*PROMPT*:
Rewrite the records below with every "shall" changed to "must", keeping everything else the same.

*GIVEN DATA*:
::::

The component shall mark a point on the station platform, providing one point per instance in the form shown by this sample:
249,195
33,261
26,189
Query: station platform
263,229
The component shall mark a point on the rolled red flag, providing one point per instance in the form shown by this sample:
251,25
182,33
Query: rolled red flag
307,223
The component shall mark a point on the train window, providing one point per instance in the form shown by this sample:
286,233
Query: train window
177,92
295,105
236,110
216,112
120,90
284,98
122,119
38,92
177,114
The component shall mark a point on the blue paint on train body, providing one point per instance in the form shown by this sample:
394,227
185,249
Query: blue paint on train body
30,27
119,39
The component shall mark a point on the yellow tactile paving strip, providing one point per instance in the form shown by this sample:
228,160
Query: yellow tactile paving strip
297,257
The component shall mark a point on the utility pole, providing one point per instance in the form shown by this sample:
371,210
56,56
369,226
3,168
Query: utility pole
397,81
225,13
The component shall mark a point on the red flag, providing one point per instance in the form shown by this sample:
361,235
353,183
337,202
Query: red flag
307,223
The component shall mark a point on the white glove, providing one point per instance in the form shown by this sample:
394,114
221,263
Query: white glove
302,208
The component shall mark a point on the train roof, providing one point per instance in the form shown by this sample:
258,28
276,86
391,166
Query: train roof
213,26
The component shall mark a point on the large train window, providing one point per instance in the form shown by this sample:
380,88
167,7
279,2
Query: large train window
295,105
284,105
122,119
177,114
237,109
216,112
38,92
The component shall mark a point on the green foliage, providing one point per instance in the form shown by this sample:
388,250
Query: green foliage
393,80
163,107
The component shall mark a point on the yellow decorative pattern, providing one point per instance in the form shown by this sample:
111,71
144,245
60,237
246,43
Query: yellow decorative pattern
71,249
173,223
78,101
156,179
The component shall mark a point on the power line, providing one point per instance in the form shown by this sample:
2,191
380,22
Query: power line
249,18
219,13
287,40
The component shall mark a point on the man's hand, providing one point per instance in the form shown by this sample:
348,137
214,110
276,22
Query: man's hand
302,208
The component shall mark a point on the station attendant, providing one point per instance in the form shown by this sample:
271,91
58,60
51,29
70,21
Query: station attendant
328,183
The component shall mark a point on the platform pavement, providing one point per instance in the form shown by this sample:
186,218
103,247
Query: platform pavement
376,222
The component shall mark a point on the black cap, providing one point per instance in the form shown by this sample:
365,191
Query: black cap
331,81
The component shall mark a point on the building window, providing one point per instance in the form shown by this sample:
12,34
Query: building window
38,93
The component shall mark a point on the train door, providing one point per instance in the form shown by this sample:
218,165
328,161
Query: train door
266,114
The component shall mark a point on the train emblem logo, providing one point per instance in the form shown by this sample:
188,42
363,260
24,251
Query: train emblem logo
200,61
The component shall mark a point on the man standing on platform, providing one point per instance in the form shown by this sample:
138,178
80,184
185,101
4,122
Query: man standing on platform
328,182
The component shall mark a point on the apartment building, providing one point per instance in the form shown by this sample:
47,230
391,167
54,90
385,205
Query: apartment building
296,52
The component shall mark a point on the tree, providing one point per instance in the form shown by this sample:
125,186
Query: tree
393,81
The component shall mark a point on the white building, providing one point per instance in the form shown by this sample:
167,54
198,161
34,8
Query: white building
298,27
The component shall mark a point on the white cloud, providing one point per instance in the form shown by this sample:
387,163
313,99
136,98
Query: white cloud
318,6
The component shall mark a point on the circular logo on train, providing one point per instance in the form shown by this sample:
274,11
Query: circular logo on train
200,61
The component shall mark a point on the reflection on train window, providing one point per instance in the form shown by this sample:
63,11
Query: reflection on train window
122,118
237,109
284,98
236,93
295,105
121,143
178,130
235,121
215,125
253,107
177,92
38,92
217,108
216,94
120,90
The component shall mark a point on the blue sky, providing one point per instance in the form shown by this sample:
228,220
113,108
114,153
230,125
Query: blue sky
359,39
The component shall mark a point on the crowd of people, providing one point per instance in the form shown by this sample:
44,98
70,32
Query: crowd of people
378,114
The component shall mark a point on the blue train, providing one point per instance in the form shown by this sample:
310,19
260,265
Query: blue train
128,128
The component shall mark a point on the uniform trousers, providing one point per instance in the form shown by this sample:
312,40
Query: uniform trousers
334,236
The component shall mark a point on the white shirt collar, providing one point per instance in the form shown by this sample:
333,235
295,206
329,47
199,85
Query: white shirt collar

::::

*ANSWER FOR THIS EXERCISE*:
The component must mark a point on the station platform, providing one point per instance in the form shown by this sample:
249,195
33,261
26,189
Query: station platform
263,229
The component must mark a point on the rolled red flag, providing one point per instance in the form shown by this sample:
251,25
182,33
Query: rolled red flag
307,223
The component must mark a point on the train window, providing one point per instance in the form shown by this sample:
286,233
Query: train window
177,92
295,105
236,110
216,112
120,90
284,98
122,119
38,92
177,114
The component must mark a point on the blue paint on train body, providing one point per instance in the form shown by this sample:
394,227
185,249
Query: blue paint on train body
30,27
119,39
The component must mark a point on the yellow tactile paving strip, providing one point per instance in the form shown by this sample:
228,160
Query: yellow tactile paving strip
297,257
The component must mark a point on the utility pole, providing one point per instance in the form shown by this sample:
371,210
56,56
369,226
3,168
Query: utility pole
397,81
225,13
The component must mark a point on the red flag, providing one point per instance in the form shown by this sample:
361,235
353,183
337,202
Query: red flag
307,223
The component must mark a point on the white glove, providing one point per instance in the form shown by this sample:
394,114
221,263
Query: white glove
302,208
The component must mark a point on the train roof, providing one point per instance in the form shown by this sample:
258,28
276,86
391,166
Query: train roof
213,26
The component must mark a point on the large train window, providing one point per instance in the form shown by this sample:
380,88
167,7
279,2
Query: large train window
295,105
284,105
122,119
177,114
237,109
216,112
38,92
The component must mark a point on the green foliage, providing one point per instance in the form shown by this sample:
388,250
Query: green foliage
393,80
163,107
The component must mark a point on the yellow decorative pattern, providing one point per instance in the form shown by this sample:
111,71
144,245
60,237
246,43
Query: yellow decorative pattern
71,249
173,223
78,101
156,179
The component must mark a point on the power line, providing one point per instance in the form shown by this sample:
2,191
380,22
Query: power line
249,18
219,13
287,40
The component must mark a point on the man's hand, providing one point per instance in the form shown by this sample:
348,137
214,110
276,22
Query: man's hand
302,208
The component must mark a point on the station attendant, providing one point per instance in the form shown by this sample:
271,91
58,60
51,29
70,21
Query: station attendant
328,183
The component must mark a point on the platform pavement, providing one point per instance in the form shown by this sample:
186,218
103,247
Query: platform pavement
376,222
The component must mark a point on the black cap, providing one point per instance in the form shown by this sample:
365,191
Query: black cap
331,81
The component must mark a point on the building window, providing one point per instance in the form shown by this sample:
12,34
Query: building window
38,93
The component must mark a point on the train door, providing one point per instance in the form shown by this sample:
218,165
328,161
Query: train door
266,114
The component must mark a point on the train emblem logo, providing one point per instance in the form shown by this sample:
188,42
363,260
24,251
Query: train emblem logo
200,61
The component must mark a point on the man standing on platform, providing one point per instance in the form shown by this sample:
138,178
80,184
185,101
4,122
Query: man standing on platform
328,182
The component must mark a point on the apartment building, providing one point per instance in the form shown by this sample:
47,230
391,167
54,90
385,205
Query: apartment building
296,52
The component must mark a point on the tree, providing one point per instance in the form shown by this sample:
125,186
Query: tree
393,81
The component must mark a point on the white building, providing one point per instance in the form shown by this sample:
167,54
198,161
34,8
Query: white building
298,27
The component must mark a point on the white cloud, providing one point per instance in the form shown by this sample:
387,163
313,99
136,98
Query: white cloud
318,6
The component must mark a point on the circular logo on train, providing one point per instance in the form shown by this sample:
274,11
Query: circular logo on train
200,61
The component must mark a point on the reflection on train window, providing one point per instance in the form shown by this sample:
63,11
Query: reflection on train window
122,118
237,109
284,98
236,93
295,105
121,143
178,130
235,121
215,125
253,107
177,92
38,92
217,108
216,94
120,90
The component must mark a point on the blue sky, providing one point per instance in the form shown by this sample:
228,220
113,108
114,153
230,125
Query: blue sky
359,39
The component must mark a point on the crowd of people, providing one point per instance in the form shown by this sample:
44,98
70,32
Query: crowd of people
378,114
The component must mark a point on the blue train, providing one point per instance in the form shown by this sample:
310,19
260,265
Query: blue train
128,128
The component must mark a point on the uniform trousers, providing one point per instance in the form shown by this sample:
312,40
Query: uniform trousers
334,236
The component must mark a point on the white shirt collar, providing one point per instance in the form shown by this sample:
333,235
295,206
329,47
199,85
Query: white shirt collar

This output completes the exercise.